Every line of the listing must be repeated exactly.

*** Opening Records shown ***

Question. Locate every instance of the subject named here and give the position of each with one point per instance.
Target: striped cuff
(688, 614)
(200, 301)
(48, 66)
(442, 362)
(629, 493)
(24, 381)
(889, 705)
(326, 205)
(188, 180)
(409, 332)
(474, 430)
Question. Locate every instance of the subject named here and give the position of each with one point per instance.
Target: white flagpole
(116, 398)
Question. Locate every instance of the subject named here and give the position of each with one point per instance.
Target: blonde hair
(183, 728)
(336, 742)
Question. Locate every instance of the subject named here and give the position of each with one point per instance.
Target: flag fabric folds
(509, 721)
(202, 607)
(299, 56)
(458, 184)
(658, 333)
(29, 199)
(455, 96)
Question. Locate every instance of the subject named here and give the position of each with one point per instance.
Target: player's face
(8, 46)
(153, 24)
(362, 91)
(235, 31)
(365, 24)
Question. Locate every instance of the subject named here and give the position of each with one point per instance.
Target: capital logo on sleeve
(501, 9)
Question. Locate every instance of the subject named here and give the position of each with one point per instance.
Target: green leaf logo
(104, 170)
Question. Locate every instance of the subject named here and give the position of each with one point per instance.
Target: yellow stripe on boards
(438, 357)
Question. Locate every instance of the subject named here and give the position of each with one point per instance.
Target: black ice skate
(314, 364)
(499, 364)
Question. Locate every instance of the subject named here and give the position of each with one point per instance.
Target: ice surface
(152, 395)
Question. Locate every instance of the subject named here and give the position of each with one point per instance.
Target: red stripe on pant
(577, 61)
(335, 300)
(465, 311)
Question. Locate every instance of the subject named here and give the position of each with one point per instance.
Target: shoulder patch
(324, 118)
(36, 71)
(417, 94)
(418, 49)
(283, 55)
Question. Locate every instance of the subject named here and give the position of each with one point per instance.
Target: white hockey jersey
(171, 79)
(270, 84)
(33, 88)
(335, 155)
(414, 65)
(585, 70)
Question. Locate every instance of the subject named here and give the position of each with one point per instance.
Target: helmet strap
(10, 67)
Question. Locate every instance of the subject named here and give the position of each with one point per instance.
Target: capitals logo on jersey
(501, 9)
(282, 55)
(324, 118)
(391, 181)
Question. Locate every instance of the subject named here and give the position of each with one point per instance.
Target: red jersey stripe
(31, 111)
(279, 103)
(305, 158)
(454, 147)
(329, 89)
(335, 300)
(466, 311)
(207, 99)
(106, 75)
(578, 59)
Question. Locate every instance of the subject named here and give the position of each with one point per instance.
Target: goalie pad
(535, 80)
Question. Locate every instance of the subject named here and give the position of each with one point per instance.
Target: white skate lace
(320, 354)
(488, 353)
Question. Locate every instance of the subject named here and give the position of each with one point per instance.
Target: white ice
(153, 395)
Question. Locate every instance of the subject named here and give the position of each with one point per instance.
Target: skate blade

*** Closing Records shown ***

Answer below:
Question. Locate every instance of the subject named here and give the position of each with one point per instance.
Target: striped cuff
(688, 614)
(200, 301)
(48, 66)
(442, 362)
(629, 493)
(24, 381)
(889, 705)
(326, 205)
(188, 180)
(409, 332)
(474, 430)
Question. Locate every instance of the subject named here and give the position of each with one point per instance.
Target: white flagpole
(116, 398)
Question. Locate every instance of the subject named here and give the position of each with one point per instance.
Target: blonde hair
(183, 728)
(336, 742)
Question. Locate every instance of the subject named here and give the position of each with one point per instance.
Target: flag fabric folds
(509, 721)
(202, 607)
(299, 56)
(458, 184)
(658, 333)
(29, 199)
(455, 96)
Question. Locate every instance of the subject named here and give the position of each with one point per instance.
Target: player's face
(8, 46)
(153, 24)
(362, 91)
(235, 31)
(365, 24)
Question. Locate every instance of the subject named here and give the position of each with one point per instance.
Target: capital logo on sleeve
(501, 9)
Question. Locate every instance of the subject named here and give the position of each with one point per instance.
Target: green leaf logo
(104, 170)
Question. Locate every instance of the subject named here and give the position of each with one point per instance.
Target: yellow stripe on boards
(438, 357)
Question. Locate every instance of the subject named here and give the position of each with one point per instance.
Target: black ice skate
(314, 364)
(499, 364)
Question. Locate every instance of the subject named here and give the position of each with one point per instance.
Target: ice surface
(152, 395)
Question. Locate every instance of the subject named here and give the position of each with one point per instance.
Target: red stripe on pant
(577, 61)
(335, 300)
(465, 311)
Question. Locate every instance of the subject named here and give the position of each with one point per instance.
Target: shoulder patch
(324, 118)
(36, 71)
(417, 94)
(418, 49)
(283, 55)
Question. Locate every instance of the subject named here and give the position of each with one point per instance.
Target: white hockey jersey
(171, 79)
(270, 84)
(33, 88)
(335, 155)
(414, 65)
(585, 70)
Question. Locate every instance of the subject named here and give the position of each with one point per instance.
Target: helmet strap
(10, 67)
Question. Locate every instance of the subject named here and give the position of each with one point per instance.
Target: capitals logo on jersey
(501, 9)
(282, 55)
(324, 118)
(391, 181)
Question. Locate every instance of the subject named here and give the position of each with one point per instance.
Target: red jersey stripe
(31, 111)
(279, 103)
(305, 158)
(454, 147)
(329, 89)
(335, 300)
(466, 311)
(207, 99)
(106, 75)
(578, 59)
Question. Locate every instance of the subject named here and give the position of each with one point per instance.
Target: goalie pad
(535, 80)
Question. Locate every instance of the subject named here and give the position of each with one point per instance.
Target: white skate lace
(320, 354)
(488, 353)
Question. Locate every instance of the subject named here and give the position of each with one point per instance.
Target: white ice
(153, 395)
Question. Locate every instance of the subject named here and give the position of each with one point per instance.
Target: skate blade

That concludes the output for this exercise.